## start SOURCE MATERIAL

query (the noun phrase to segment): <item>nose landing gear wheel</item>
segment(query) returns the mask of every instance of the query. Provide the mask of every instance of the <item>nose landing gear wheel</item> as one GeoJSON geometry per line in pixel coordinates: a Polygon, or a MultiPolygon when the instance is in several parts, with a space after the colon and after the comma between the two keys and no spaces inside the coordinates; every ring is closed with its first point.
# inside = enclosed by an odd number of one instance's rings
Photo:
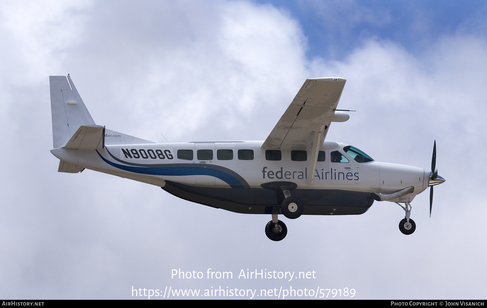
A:
{"type": "Polygon", "coordinates": [[[282,214],[290,219],[297,218],[301,216],[304,209],[303,203],[299,198],[296,197],[286,198],[281,206],[281,210],[282,214]]]}
{"type": "Polygon", "coordinates": [[[403,234],[407,235],[412,234],[412,232],[416,230],[416,224],[412,219],[409,219],[409,223],[406,218],[403,219],[399,223],[399,230],[403,234]]]}
{"type": "Polygon", "coordinates": [[[285,237],[287,234],[287,227],[281,220],[278,220],[277,224],[271,220],[265,225],[265,235],[273,241],[280,241],[285,237]]]}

## end SOURCE MATERIAL

• _AIM_
Rewrite the listing with "nose landing gear wheel" swapped for "front landing gear wheel" everywhere it appears and everything else left unchanged. Leave the pictures out of your answer.

• _COMPLETE OUTPUT_
query (the noun phrase to segment): <item>front landing gear wheel</item>
segment(query) returns the mask of every instance of the query. Provide the mask of every instance of the <item>front landing gear wheel</item> as one GeoJSON geometry per line in pixel coordinates: a Polygon, or a MultiPolygon when the instance is in several parts, with a space after the colon and after the comma between the two keys and no spaces inside the coordinates; every ring is closed with its first point.
# inside = enclosed by an odd number of one instance's rings
Photo:
A:
{"type": "Polygon", "coordinates": [[[282,214],[290,219],[297,218],[301,216],[304,209],[303,203],[299,198],[296,197],[286,198],[281,206],[281,210],[282,214]]]}
{"type": "Polygon", "coordinates": [[[403,234],[407,235],[412,234],[412,232],[416,230],[416,224],[412,219],[409,219],[409,223],[406,218],[403,219],[399,223],[399,230],[403,234]]]}
{"type": "Polygon", "coordinates": [[[285,237],[287,234],[287,227],[281,220],[278,220],[277,224],[271,220],[265,225],[265,235],[273,241],[280,241],[285,237]]]}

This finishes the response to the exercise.